Data excerpts
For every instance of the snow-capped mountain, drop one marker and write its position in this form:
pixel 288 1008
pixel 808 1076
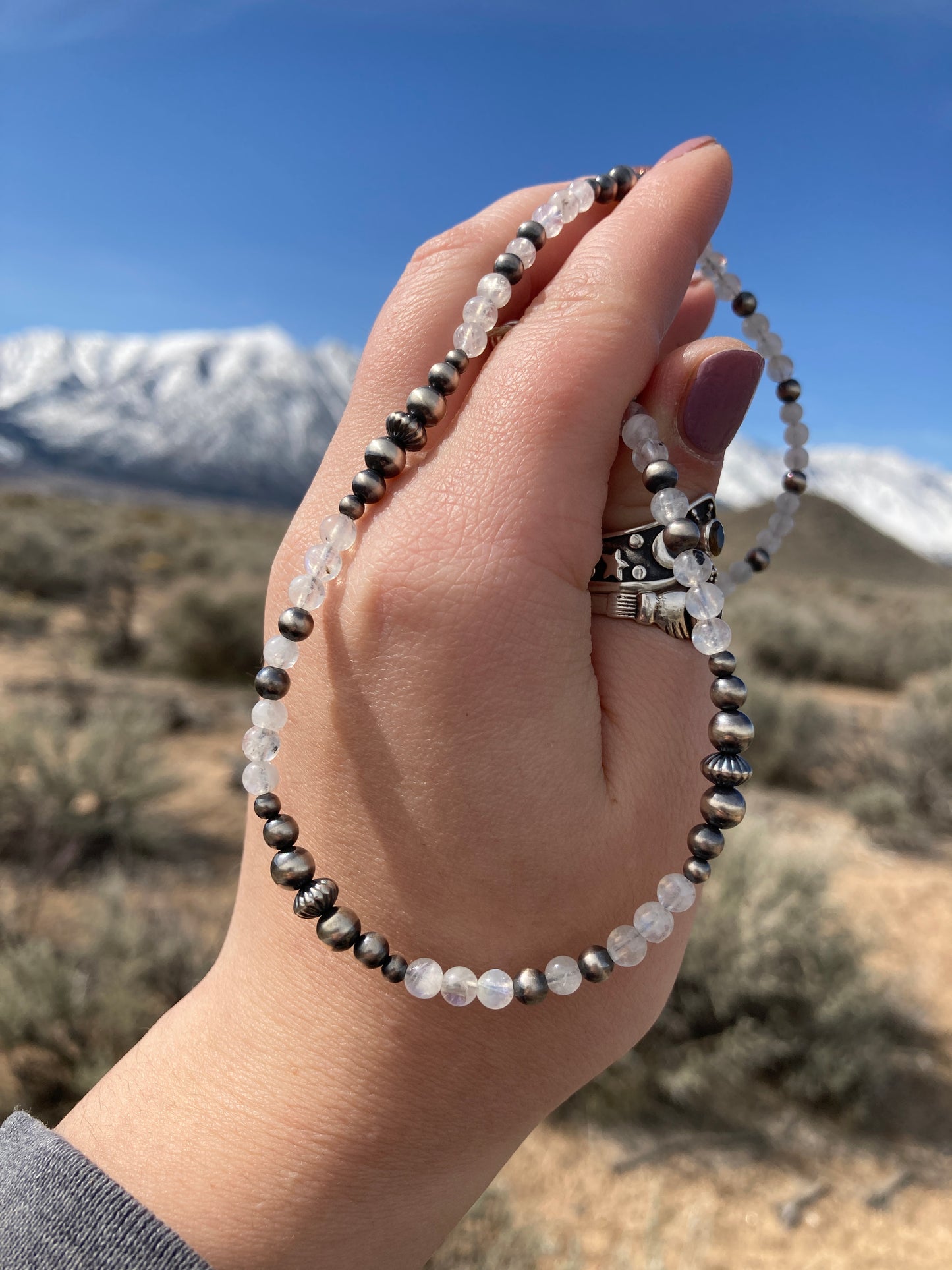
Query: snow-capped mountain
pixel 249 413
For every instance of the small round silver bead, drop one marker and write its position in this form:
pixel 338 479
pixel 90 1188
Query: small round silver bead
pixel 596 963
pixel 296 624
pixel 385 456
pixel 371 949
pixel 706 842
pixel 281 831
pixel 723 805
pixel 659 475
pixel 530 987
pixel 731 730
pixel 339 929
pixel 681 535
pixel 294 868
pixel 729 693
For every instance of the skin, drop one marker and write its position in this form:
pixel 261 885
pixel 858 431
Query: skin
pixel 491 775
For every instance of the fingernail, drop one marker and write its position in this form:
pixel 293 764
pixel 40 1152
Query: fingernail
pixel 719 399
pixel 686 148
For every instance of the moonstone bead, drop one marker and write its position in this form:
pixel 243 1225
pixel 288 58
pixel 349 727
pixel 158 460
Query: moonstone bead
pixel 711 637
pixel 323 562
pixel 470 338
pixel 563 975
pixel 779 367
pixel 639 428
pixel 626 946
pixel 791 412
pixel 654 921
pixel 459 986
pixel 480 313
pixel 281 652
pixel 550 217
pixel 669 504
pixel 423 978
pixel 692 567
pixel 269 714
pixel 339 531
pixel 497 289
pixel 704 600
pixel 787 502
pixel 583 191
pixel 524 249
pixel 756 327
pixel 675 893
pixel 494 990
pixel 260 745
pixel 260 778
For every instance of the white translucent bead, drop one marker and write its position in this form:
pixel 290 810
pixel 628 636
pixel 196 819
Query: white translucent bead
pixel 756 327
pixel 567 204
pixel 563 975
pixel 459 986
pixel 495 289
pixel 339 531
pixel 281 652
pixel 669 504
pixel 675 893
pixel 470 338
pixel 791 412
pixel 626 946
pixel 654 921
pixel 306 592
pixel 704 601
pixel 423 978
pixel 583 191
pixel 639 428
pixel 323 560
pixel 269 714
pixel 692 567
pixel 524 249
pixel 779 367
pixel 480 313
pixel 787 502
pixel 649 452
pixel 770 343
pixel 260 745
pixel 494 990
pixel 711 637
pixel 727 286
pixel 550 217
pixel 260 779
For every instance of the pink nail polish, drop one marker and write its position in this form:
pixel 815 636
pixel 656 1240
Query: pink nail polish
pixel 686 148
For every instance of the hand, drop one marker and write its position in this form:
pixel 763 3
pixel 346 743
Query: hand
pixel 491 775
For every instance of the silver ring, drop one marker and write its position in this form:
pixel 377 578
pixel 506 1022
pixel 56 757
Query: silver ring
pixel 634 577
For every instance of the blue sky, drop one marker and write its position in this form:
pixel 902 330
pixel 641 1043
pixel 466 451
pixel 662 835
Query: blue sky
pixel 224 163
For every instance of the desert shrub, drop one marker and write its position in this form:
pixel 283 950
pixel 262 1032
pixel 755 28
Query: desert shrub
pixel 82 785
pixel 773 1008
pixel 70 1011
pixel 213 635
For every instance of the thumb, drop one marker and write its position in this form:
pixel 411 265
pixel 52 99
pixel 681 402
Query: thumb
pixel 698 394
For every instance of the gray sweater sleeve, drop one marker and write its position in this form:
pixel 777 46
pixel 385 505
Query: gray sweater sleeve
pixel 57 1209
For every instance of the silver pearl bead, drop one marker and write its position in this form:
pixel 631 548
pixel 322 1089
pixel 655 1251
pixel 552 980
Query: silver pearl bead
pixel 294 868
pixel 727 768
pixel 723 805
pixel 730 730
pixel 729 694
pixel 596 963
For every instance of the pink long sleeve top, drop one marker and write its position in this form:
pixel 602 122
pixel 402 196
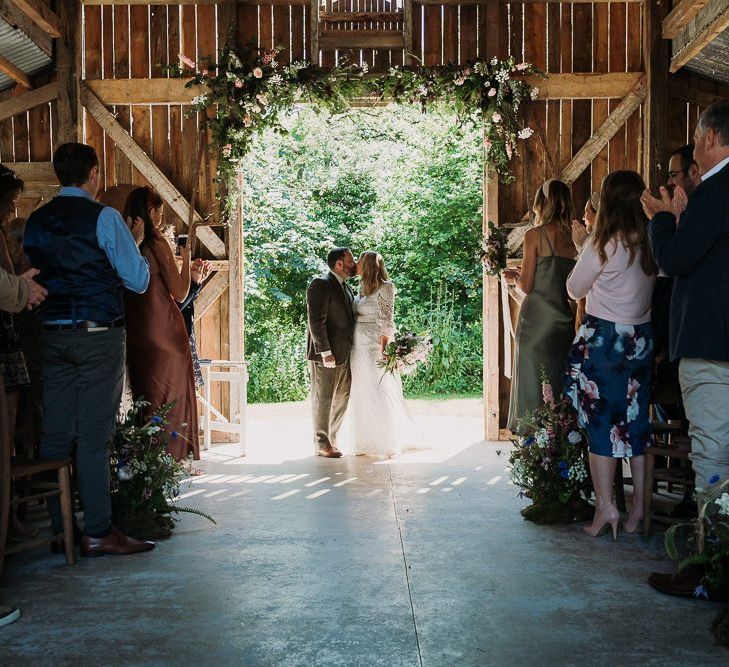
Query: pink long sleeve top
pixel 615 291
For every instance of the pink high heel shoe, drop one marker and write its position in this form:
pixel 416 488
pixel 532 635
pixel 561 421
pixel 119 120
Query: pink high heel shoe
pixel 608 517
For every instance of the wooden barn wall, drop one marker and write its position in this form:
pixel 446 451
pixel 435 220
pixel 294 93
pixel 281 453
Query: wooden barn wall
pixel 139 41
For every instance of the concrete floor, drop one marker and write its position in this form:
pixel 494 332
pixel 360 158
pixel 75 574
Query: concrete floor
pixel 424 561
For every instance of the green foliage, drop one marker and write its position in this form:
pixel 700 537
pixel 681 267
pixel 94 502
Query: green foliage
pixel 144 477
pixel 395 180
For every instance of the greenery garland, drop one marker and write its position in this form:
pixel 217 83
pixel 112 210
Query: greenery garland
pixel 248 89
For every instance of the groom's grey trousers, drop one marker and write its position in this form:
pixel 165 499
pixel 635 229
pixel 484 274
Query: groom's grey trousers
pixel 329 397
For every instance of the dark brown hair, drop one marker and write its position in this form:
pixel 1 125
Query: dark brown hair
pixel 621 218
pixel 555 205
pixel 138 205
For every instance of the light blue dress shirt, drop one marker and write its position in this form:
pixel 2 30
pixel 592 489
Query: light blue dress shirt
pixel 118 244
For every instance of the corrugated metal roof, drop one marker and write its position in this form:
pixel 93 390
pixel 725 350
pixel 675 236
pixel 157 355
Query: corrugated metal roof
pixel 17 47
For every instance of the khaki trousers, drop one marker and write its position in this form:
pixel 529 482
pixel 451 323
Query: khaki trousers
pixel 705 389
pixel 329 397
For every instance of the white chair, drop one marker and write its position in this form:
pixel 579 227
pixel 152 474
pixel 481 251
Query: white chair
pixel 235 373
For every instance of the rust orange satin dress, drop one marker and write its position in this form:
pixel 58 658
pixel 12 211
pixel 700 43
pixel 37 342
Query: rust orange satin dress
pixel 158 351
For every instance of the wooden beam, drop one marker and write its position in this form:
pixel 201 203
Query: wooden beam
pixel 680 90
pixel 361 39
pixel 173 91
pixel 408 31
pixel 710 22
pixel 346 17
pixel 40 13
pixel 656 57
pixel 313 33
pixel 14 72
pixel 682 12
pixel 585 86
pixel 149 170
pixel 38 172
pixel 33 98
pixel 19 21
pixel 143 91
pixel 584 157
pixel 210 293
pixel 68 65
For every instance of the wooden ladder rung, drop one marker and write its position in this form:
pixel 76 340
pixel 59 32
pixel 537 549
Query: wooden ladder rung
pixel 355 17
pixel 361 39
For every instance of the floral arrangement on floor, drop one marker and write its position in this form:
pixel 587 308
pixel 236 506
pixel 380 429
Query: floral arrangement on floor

_TRY IT:_
Repeat the records above exactly, from the first line through the line that contains "pixel 158 460", and leave out the pictures.

_ANSWER BOX:_
For every instance of the snow-capped mountain, drop one marker and write its position in this form:
pixel 288 1008
pixel 808 1076
Query: snow-capped mountain
pixel 249 413
For every instance of the small round silver bead, drop one marker and write its position in this form:
pixel 338 479
pixel 90 1188
Query: small round silver bead
pixel 596 963
pixel 296 624
pixel 385 456
pixel 371 949
pixel 706 842
pixel 281 831
pixel 723 805
pixel 659 475
pixel 530 987
pixel 731 730
pixel 339 929
pixel 681 535
pixel 294 868
pixel 729 693
For every instance of the skin, drop one marker and write its position in this form:
pixel 261 885
pixel 858 431
Query: skin
pixel 491 775
For every instance of the fingernail, drop one marker and write its position in this form:
pixel 293 764
pixel 40 1152
Query: fingernail
pixel 719 399
pixel 686 148
For every instance of the moonstone bead, drop one marker and write its position in this form:
pixel 243 1225
pixel 288 58
pixel 349 727
pixel 158 460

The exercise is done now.